James Dailey, Fineract PMC 
Founder & Board Member Mifos Initiative 


Open source projects need to communicate their vision and do it in a way that brings people together.  I think that includes framing up both WHY you are doing the project, and HOW you are doing the project.  The WHY for Fineract is to enable everyone to have access to financial services on stable, secure and forward looking platforms. The HOW are the many ways in which the project seeks contributions of code by volunteers who have a "scratch to itch".  It is also important to make the project: 

Accessible - as in, understandable to the interested person who wants to Contribute; 

Maintainable - as in, abundantly clear documentation and code such that a new person of reasonable skill is not confused by the approach 

Expandable - as in, flexible in the right ways to allow for new contributions as the needs arise / "extensible" is another word for it perhaps 


When these things are present and the project participants are able to understand its direction how they can get on board, then we can see the virtuous cycle where new contributions are given, the code quality improves, and new users (in our case deployment or implementation companies) use the code and support the developers to continue to do so. 


Today we are trying to do some important improvements to the Fineract platform (fineract1.x) and we are trying to bring Fineract-CN to a full release.  The Fineract1.x releases are improving constantly and it seems that many entities are happy to continue to use it. Fineract-CN needs some finishing to get past the finish line.  Once the Fineract-CN target is ready, then we can proceed with the idea of building a migration path from Fineract1.x to Fineract-CN.  It could be that the migration path and tools are built only once and that fineract1.x becomes a stable but non-active codebase, or, it may be that over time the two code bases will converge in some way.  

It's an exciting time for the project. 

Google Summer of Code

Fineract participated in this year's Google Summer of Code with multiple interns and multiple projects

Ed Cable, Fineract Committer and PMC member, writes about his experiences as a mentor at the Google Summer of Code Mentor Summit 2017 here:

http://mifos.org/blog/2017-gsoc-mentor-summit/

Google Code In

We've been excited to hear from the many students participating in Google Code-In introducing themselves on the Fineract dev mailing list.  The future is bright!

▸ **Task requirements**:
a) Retype the Fineract passage word for word, everything from "Maintainable - as" down to "continue to do so.".
b) List the qualities that the Fineract passage says it is important to make the project.
c) Carry on writing the Fineract passage, starting after its last sentence.

▸ **Supplied information**:

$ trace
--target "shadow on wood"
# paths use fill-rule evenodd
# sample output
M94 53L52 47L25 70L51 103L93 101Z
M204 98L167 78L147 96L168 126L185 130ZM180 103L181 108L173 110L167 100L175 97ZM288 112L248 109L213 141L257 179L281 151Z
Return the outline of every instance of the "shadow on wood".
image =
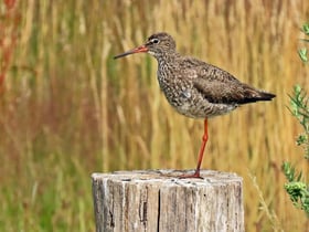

▸ **Answer set**:
a)
Maintainable - as in, abundantly clear documentation and code such that a new person of reasonable skill is not confused by the approach 

Expandable - as in, flexible in the right ways to allow for new contributions as the needs arise / "extensible" is another word for it perhaps 


When these things are present and the project participants are able to understand its direction how they can get on board, then we can see the virtuous cycle where new contributions are given, the code quality improves, and new users (in our case deployment or implementation companies) use the code and support the developers to continue to do so.

b) Accessible, Maintainable, Expandable

c)
In 2015, the Mifos Initiative, a 501(c)3 non-profit based in the United States, reached out the the Apache Foundation.  Over the course of 2016 the software developers reporting to the Mifos technology team and other members of the broader community went through the process of aligning the software with the Apache License. In particular this meant removing pieces of the architecture, such as Hibernate(tm).  

Coming out of efforts that began in 2002, the Mifos Initiative was already itself an active development project and had begun to see a wide use of the software across a range of FinTech disrupters, small banks, and Microfinance Institutions.  The effort in 2015 was thus essentially a 'porting' of the software and documentation to the Apache infrastructure.  This turned out to be non-trivial and involved several devs over months working on code changes. 

This whole process lead to the first announcement of Apache Fineract on October 25, 2016 on list.  The project was accepted by a vote of the Board of the Apache Software Foundation (ASF) on Dec 15, 2017.  

On April 24th, 2017 "The Apache Software Foundation (ASF), the all-volunteer developers, stewards, and incubators of more than 350 Open Source projects and initiatives, announced today that Apache® Fineract™ has graduated from the Apache Incubator to become a Top-Level Project (TLP), signifying that the project's community and products have been well-governed under the ASF's meritocratic process and principles."

https://blogs.apache.org/foundation/entry/the-apache-software-foundation-announces7 

Important values were established by the initiative, including the importance of quality code, delivered for a wide range of potential uses, with a focus on financial inclusion.